* _EXERCISE DIRECTIONS_
From the text on medical equipment safety, extract word for word the passage starting at "Other than the" and ending at "culture of safety.".

Chapter 41.
Human Factors and Medical Devices (continued)
Subchapter 41.3. Equipment Checklists in
Anesthesia
Events related to medical equipment can be divided into two
categories, user-error and equipment failure.43 Health device
inspection and preventive maintenance by biomedical or clinical engineering
departments have high face validity as an important patient safety practice in
reducing equipment failure.
There are many calls in the engineering literature to
standardize equipment maintenance.44-46,46 Standardization of
protocols is believed to help make the processes more efficient and reduce
errors.47 However, it has been difficult to standardize equipment
maintenance practices due to a lack of the appropriate units on which to base
measurement.46 Some authorities have suggested outcomes based on
engineering endpoints such as reliability and accuracy.48 Others have
tried to validate a set of maintenance outcome units based on cost or quality
metrics.44,45,49 Some engineers have suggested the incorporation of
clinical endpoints into medical equipment assessment.48,50
Notwithstanding differing views as to measurement of endpoints, experts
uniformly believe that standardization of engineering endpoints is vital to
ensure adequately inspected and maintained equipment.46 No studies to
date have developed a widely used standardized protocol for equipment
maintenance for clinical engineering departments, largely because the lack of
standardization of endpoints renders assessing the relative value of any
particular maintenance protocol impossible.44-46,48,50 Nonetheless,
equipment failure does result in a small fraction of clinical events and thus is
an important safety intervention. Hopefully, future studies will help delineate
the most effective practices for equipment maintenance processes.
Use of checklists is another practice that helps ensure
equipment readiness, particularly for equipment that is needed in critical
situations and/or where equipment failure may have dire consequences. For
example, a nurse at the beginning of each shift may use a checklist to ensure
the readiness of a hospital ward's resuscitation cart ("crash cart") should it
be needed (e.g., the defibrillator is plugged-in and charged, the back-up suction
pump works, medication is not past its expiration date). Similarly, a perfusion
technologist can use a checklist to ensure cardiac bypass circuit and back-up
equipment are ready before surgery. Published studies on the effectiveness of
equipment checklists largely relate to the use of preoperative checklists to
prevent anesthesia equipment failures since, to date, studies on the
effectiveness of equipment checklists in medicine have been limited to this
area.51-53,54 These studies are reviewed in Chapter 23.
Final Comment to Chapter
41
Human factors testing is yielding important data regarding safe
and effective medical device and alarm designs that take into account the users'
cognitive limitations. Machines can be designed and redesigned that enhance
patient safety, rather than compromise it.
Currently, there are no widely accepted standards for equipment
maintenance intervals and protocols. Maintenance endpoints that incorporate
clinical events as one component of the endpoint have been suggested. Until a
reliable and validated engineering endpoint metric is widely recognized it will
remain difficult to investigate the most effective maintenance practices.
Other than the pioneering work in anesthesiology, HFE has been
underutilized in medicine. Hopefully, in the near future, more attention will be
focused on integrating human factors engineering within all aspects of medical
training and practice, which will help create a culture of safety.

* _INFORMATION PROVIDED_
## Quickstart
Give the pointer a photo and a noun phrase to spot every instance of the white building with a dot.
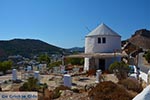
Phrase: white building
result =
(102, 48)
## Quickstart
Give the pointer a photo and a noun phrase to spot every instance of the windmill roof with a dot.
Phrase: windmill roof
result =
(103, 29)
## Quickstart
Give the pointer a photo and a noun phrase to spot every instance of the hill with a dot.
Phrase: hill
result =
(141, 39)
(27, 48)
(76, 49)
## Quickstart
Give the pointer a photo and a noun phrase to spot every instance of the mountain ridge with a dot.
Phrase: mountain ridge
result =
(27, 47)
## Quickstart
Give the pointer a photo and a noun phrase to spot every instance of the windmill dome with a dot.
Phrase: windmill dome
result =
(103, 29)
(102, 40)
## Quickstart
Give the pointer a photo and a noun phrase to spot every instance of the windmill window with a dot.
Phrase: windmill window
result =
(103, 40)
(99, 40)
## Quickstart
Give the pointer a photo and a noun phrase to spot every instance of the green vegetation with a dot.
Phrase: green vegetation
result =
(74, 61)
(30, 85)
(109, 91)
(131, 84)
(120, 69)
(147, 56)
(44, 58)
(27, 48)
(5, 65)
(56, 92)
(54, 64)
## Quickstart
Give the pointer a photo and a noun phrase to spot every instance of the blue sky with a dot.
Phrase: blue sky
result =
(63, 22)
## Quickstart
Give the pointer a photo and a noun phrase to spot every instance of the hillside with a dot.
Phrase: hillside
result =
(27, 47)
(141, 39)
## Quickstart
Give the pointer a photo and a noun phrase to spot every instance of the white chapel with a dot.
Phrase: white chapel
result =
(102, 48)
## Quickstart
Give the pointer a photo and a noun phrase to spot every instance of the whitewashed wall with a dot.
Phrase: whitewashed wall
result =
(92, 45)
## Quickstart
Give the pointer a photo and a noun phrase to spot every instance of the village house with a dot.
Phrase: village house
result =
(102, 47)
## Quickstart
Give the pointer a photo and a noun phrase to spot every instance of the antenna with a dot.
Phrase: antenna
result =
(87, 28)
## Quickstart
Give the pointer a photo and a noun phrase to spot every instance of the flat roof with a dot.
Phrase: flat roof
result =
(97, 55)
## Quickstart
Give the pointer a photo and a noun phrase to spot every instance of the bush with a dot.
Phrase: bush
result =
(131, 84)
(109, 91)
(56, 92)
(120, 69)
(91, 72)
(147, 56)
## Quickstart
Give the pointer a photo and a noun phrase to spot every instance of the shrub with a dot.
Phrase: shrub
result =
(56, 92)
(120, 69)
(131, 84)
(109, 91)
(147, 56)
(91, 72)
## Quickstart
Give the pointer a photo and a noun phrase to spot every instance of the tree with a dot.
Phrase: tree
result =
(120, 69)
(44, 58)
(147, 56)
(75, 61)
(54, 64)
(6, 65)
(30, 85)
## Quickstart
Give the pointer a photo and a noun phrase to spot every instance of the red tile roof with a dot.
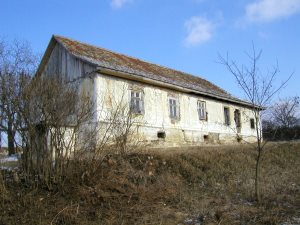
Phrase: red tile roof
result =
(107, 59)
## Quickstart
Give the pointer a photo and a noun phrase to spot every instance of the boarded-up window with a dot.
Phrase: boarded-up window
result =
(252, 123)
(174, 108)
(226, 116)
(136, 102)
(201, 106)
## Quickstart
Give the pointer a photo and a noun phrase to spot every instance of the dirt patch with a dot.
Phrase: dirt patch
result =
(212, 185)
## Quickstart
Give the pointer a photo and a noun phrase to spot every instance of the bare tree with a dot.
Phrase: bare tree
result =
(259, 89)
(17, 64)
(284, 112)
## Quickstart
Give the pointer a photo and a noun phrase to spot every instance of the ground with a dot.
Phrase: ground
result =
(203, 185)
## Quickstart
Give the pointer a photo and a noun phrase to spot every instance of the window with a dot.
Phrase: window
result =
(201, 106)
(252, 123)
(174, 108)
(136, 102)
(226, 116)
(161, 134)
(237, 118)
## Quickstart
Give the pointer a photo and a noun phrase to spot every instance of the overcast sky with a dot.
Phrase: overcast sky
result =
(186, 35)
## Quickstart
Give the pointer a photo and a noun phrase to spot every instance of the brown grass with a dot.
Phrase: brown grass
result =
(207, 185)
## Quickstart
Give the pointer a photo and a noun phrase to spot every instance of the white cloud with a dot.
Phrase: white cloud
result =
(119, 3)
(199, 30)
(269, 10)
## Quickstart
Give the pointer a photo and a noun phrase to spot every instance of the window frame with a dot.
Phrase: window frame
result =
(226, 117)
(238, 118)
(201, 107)
(252, 123)
(174, 109)
(136, 102)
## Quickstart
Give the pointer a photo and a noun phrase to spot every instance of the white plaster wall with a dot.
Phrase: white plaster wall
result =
(109, 91)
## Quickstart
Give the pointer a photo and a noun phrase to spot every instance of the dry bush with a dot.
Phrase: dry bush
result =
(205, 185)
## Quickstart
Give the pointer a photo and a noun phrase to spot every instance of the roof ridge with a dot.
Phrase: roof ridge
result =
(141, 60)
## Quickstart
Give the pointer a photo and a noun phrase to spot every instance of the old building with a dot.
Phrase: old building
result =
(174, 108)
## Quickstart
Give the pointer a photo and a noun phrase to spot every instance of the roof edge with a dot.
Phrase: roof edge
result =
(136, 77)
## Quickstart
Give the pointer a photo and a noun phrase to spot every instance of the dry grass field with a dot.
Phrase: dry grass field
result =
(203, 185)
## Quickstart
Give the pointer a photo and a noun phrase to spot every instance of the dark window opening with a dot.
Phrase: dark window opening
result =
(252, 123)
(161, 134)
(136, 102)
(226, 116)
(174, 108)
(237, 118)
(201, 110)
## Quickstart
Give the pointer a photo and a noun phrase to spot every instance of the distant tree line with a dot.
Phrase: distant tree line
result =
(282, 122)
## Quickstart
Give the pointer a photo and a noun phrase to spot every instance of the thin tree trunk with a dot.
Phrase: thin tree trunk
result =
(257, 176)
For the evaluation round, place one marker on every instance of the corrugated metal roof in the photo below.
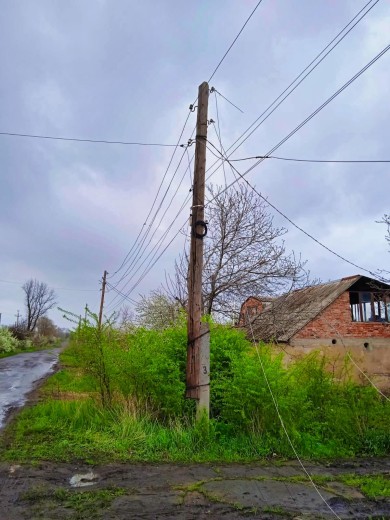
(291, 312)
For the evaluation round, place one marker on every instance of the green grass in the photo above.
(147, 418)
(66, 431)
(373, 486)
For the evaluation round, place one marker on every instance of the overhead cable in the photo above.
(234, 41)
(266, 200)
(79, 140)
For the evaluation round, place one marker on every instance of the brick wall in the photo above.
(336, 321)
(252, 306)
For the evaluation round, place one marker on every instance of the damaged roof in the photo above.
(291, 312)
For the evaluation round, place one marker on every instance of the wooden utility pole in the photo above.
(197, 376)
(102, 298)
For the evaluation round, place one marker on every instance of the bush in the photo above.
(8, 343)
(144, 372)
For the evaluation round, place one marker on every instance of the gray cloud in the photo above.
(128, 72)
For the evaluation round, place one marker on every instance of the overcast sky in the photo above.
(127, 70)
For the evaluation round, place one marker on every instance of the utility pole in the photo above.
(198, 372)
(102, 298)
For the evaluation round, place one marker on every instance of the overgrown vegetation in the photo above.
(121, 397)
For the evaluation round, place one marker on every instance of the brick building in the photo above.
(351, 314)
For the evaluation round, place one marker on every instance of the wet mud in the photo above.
(148, 491)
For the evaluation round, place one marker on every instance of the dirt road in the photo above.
(146, 491)
(20, 374)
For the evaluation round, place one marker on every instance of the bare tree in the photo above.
(45, 327)
(38, 300)
(157, 311)
(243, 254)
(126, 319)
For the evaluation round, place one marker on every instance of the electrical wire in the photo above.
(313, 61)
(79, 140)
(155, 198)
(131, 300)
(213, 89)
(301, 75)
(54, 288)
(284, 426)
(132, 260)
(266, 200)
(154, 233)
(234, 41)
(330, 161)
(313, 114)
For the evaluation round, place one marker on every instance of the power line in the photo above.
(79, 140)
(141, 251)
(284, 426)
(213, 89)
(347, 161)
(313, 114)
(301, 75)
(131, 300)
(55, 288)
(364, 14)
(234, 41)
(155, 198)
(266, 200)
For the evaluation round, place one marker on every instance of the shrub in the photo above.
(144, 370)
(8, 343)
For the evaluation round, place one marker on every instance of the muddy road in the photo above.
(161, 491)
(20, 374)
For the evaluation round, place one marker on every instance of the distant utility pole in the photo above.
(198, 357)
(102, 298)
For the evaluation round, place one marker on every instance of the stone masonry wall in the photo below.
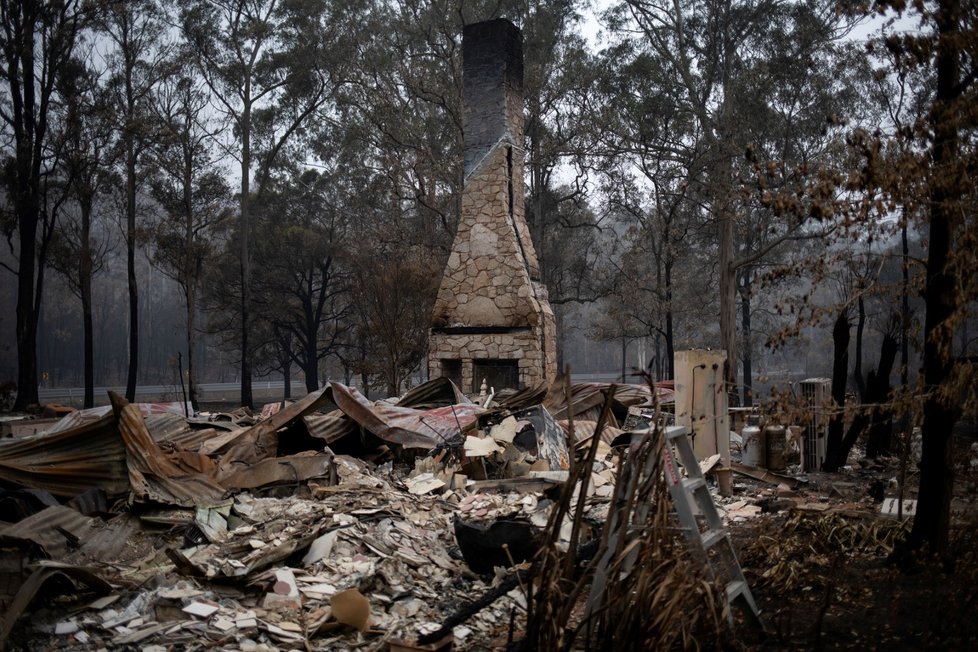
(491, 288)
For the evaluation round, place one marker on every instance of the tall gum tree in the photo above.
(271, 67)
(135, 64)
(37, 40)
(190, 188)
(704, 53)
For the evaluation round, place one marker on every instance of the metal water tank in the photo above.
(752, 446)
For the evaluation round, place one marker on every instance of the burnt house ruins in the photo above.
(492, 321)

* _WRITTEN ANSWER_
Other than the pioneering work in anesthesiology, HFE has been
underutilized in medicine. Hopefully, in the near future, more attention will be
focused on integrating human factors engineering within all aspects of medical
training and practice, which will help create a culture of safety.